What this task involves - Could you copy every row below word for word, leaving the pictures out?

Exercise materials -
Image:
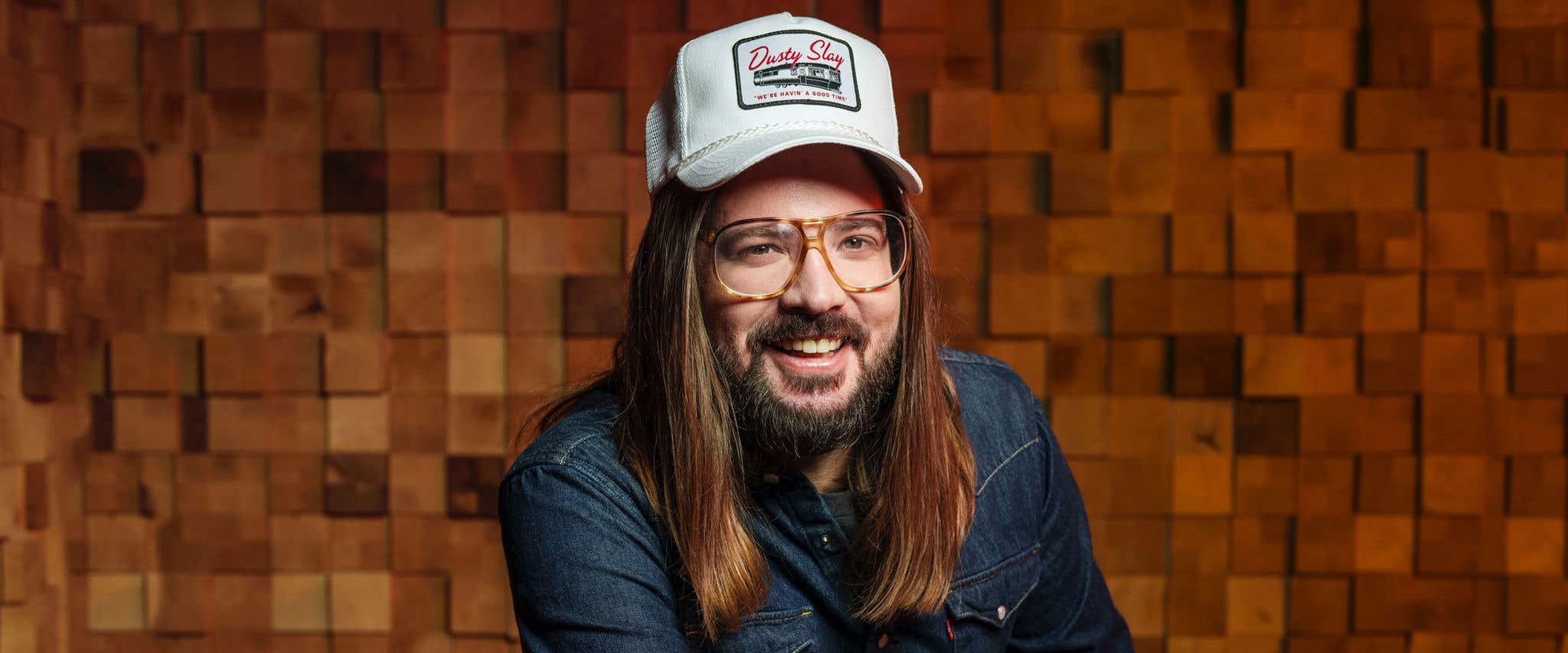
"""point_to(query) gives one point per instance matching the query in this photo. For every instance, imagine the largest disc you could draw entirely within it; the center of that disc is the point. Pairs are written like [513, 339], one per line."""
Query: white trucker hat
[753, 90]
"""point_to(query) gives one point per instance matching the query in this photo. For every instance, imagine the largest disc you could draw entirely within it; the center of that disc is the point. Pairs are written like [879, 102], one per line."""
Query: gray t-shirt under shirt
[842, 508]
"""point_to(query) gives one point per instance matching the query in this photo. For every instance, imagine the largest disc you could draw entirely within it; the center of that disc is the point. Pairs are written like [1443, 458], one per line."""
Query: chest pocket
[981, 608]
[766, 632]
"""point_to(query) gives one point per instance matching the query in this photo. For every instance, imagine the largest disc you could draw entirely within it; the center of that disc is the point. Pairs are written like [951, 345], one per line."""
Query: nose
[814, 289]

Task result -
Image:
"""point_to(query) gives one point per instance matching the query in this photo. For every instance, imagine the largest disc you could draw entirely within it; the center of that disc is the point. Pairs are written like [513, 339], one per line."""
Query: white trucker hat
[753, 90]
"""point_to(query) gives one point per instance matching the query in this photo. For every instance, imagine the largest disc you could draw entirely within it; the center of that disc is the point. Pairs are written like [879, 102], one per line."""
Query: gray t-shirt under shirt
[842, 508]
"""point_to(query) gives one point per instance matching the query in this photo. For every instance, imagine the largest disc you could draw entirely within it; the center of that disc is the point. Pairs are written like [1443, 458], one per line."""
Query: chest pocket
[981, 608]
[766, 632]
"""point_to(query) gives one point per instance matching the query in this photo. For every instance, imagine the largest disc you could draw entirely within it; the center of that disc is the point. Pairs are written like [951, 345], one per line."""
Query: nose
[814, 289]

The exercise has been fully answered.